● SELECTED EXTRACT:
━━━━━━━━━━

The Department for the Economy (DfE, ) is a devolved Northern Ireland government department in the Northern Ireland Executive. The minister with overall responsibility for the department is the Minister for the Economy.

DfE was renamed in 2016; it was previously called the Department for Enterprise, Trade and Investment.

Aim
DfE's overall aim is to "promote the development of a globally competitive economy." Its stated objective is to "encourage the development of a high value added, innovative, enterprising and competitive economy, leading to greater wealth creation and job opportunities for all."

The position was vacant until 11 January 2020.

Responsibilities
The department is responsible for the following policy areas:
 company registration (prior to commencement of the Companies Act 2006 on 1 October 2009)
 consumer affairs
 economic policy development
 energy
 health and safety at work
 insolvency
 mineral development
 tourism

Some economic matters are reserved to Westminster and are therefore not devolved: 

 the foreshore, sea bed and subsoil and their natural resources
 postal services
 import and export controls, external trade
 national minimum wage
 financial services
 financial markets
 intellectual property
 units of measurement
 telecommunications and internet services
 consumer safety in relation to goods

In addition, some matters are excepted and were not intended for devolution:
 taxation
 national insurance
 currency
 nuclear energy

DfE's main counterparts in the United Kingdom Government are:
 the Department for Business, Energy and Industrial Strategy (BEIS)

━━━━━━━━━━

● WHAT THIS EXERCISE ASKS:
1: According to the passage on the Department for the Economy, what was the department called before it was renamed in 2016?
2: Summarize the passage on the Department for the Economy in two sentences.
3: Continue the passage on the Department for the Economy from the point where it stops.

● INFORMATION SHOWN:
━━━━━━━━━━

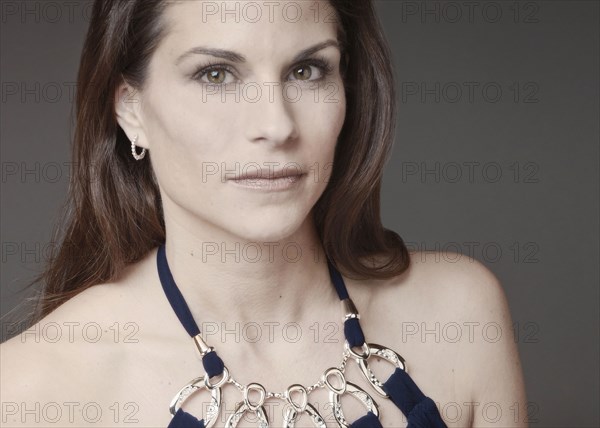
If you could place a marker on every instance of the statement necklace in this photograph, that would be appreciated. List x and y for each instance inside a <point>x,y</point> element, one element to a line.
<point>399,387</point>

━━━━━━━━━━

● IN RESPONSE:
1: It was called the Department for Enterprise, Trade and Investment.

2: The Department for the Economy is a devolved Northern Ireland government department, renamed in 2016 from the Department for Enterprise, Trade and Investment, whose overall aim is to promote the development of a globally competitive economy. It is responsible for areas such as consumer affairs, economic policy development, energy, insolvency and tourism, while some economic matters are reserved to Westminster and others, such as taxation and currency, are excepted from devolution.

3:
 the Department for Digital, Culture, Media and Sport (DCMS)

In the Irish Government, its main counterparts are:
 the Department of Enterprise, Trade and Employment;
 the Department of the Environment, Climate and Communications;
 the Department of Transport;

Agencies
DfE has four agencies, established as non-departmental public bodies (NDPBs), to assist in strategy implementation: 
 Invest Northern Ireland (Invest NI), which supports business growth and inward investment, promotes innovation, research and development and in-company training, encourages exports and supports local economic development and company start up;
 the Northern Ireland Tourist Board (NITB), which is responsible for the development, promotion and marketing of Northern Ireland as a tourist destination;
 the Health and Safety Executive for Northern Ireland (HSENI), which is responsible for health, safety and welfare at work; and
 the General Consumer Council for Northern Ireland (GCCNI), which is responsible for promoting and safeguarding the interests of consumers and campaigning for the best possible standards of service and protection.

History
A Ministry of Commerce was established at the foundation of Northern Ireland in June 1921, and was subsequently known as the Department of Commerce and Department of Economic Development under direct rule (introduced in March 1972). An economic ministry was also included in the Northern Ireland Executive briefly established in 1974.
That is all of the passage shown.